═══ Текст упражнения

Киреев был напуган, среди прочего, и размахом крестьянского движения. Не считая крестьян сколько-нибудь надёжными монархистами и выступая против прирезок им земли, он предлагал ограничиться их массовым переселением в Сибирь и на Дальний Восток. «Самую скверную часть нашего народа составляют именно распропагандированные мужики (рабочие)», -полагал Киреев. По его мнению, революционеры «разбудили самые неумеренные аппетиты крестьян» [1, л. 79, 106 об., 135 об., 207, 213, 222]. «Почему народ наш так звероподобен? -спрашивал мыслитель. - Куда делась его религиозность? И что это была за религиозность?.. Кто виноват в том, что русский народ дошёл до озверения?» [1, л. 168]
Винил он в этом духовенство и образованные классы. Более того, страх перед крестьянством у Киреева был незначительным по сравнению с его ненавистью к западнической интеллигенции, к земцам, врачам, учителям, адвокатам - носителям идей конституционализма. Мыслитель даже говорил, что «Россия - демократическая страна»: аристократия была истреблена Иваном IV, Петром I и Павлом I. «В том, собственно, что на руле нашего политического корабля стоят демократы - я беды не вижу! - восклицал Киреев. - Поэтому, ежели бы кадеты были только радикалы, но русские - беды бы не было! Беда в том, что они конституционалисты, т.е. западники, парламентаристы». Поэтому первую и вторую Думы Киреев и считал «карикатурой русского народа» [1, л. 141142, 143 об.].

══════

### Что нужно сделать
**1)** Ответьте на вопросы по тексту о Кирееве, давая каждый ответ на отдельной строке под той же буквой.
(a) Куда Киреев предлагал переселить крестьян?
(b) Кого Киреев винил в том, что русский народ дошёл до озверения?
(c) Кем, по словам Киреева, была истреблена аристократия в России?
**2)** Определите, соответствуют ли утверждения (a), (b), (c) тексту о Кирееве, и подтвердите каждый ответ «да» или «нет» точной цитатой из него.
(a) Киреев выступал за прирезку земли крестьянам.
(b) Страх Киреева перед крестьянством был сильнее его ненависти к западнической интеллигенции.
(c) Первую и вторую Думы Киреев считал карикатурой русского народа.
**3)** Изложите содержание текста о Кирееве в двух предложениях.

═══ Извлечённые данные

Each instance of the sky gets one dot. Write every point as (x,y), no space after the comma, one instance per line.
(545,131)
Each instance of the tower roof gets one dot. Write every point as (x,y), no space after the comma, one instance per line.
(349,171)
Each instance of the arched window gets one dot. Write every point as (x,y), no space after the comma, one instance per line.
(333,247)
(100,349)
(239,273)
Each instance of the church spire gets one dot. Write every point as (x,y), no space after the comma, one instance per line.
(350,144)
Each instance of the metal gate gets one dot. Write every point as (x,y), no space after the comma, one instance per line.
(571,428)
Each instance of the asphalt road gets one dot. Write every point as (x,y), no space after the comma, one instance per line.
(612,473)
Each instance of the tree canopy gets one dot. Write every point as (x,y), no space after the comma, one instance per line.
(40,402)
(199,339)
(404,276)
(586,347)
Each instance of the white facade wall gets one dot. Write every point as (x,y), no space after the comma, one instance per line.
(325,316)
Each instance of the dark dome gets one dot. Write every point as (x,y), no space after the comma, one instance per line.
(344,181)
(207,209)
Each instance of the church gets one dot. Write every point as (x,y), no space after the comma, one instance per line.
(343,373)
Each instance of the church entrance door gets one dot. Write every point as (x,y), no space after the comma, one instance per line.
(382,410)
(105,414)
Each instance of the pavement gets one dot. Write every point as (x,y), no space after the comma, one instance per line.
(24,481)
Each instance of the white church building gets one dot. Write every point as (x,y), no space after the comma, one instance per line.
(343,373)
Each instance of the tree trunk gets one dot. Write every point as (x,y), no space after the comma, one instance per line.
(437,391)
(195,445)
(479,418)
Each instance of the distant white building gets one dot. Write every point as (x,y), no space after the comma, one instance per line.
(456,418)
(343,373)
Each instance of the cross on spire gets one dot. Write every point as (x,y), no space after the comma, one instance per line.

══════

### Ответы ниже
**1)**
(a) В Сибирь и на Дальний Восток.
(b) Духовенство и образованные классы.
(c) Иваном IV, Петром I и Павлом I.

**2)**
(a) Нет: «выступая против прирезок им земли».
(b) Нет: «страх перед крестьянством у Киреева был незначительным по сравнению с его ненавистью к западнической интеллигенции».
(c) Да: «Поэтому первую и вторую Думы Киреев и считал „карикатурой русского народа“».

**3)** Напуганный размахом крестьянского движения, Киреев не считал крестьян надёжными монархистами и вместо прирезок земли предлагал их массовое переселение в Сибирь и на Дальний Восток. Ещё сильнее он ненавидел западническую интеллигенцию как носителей идей конституционализма, поэтому первую и вторую Думы считал «карикатурой русского народа».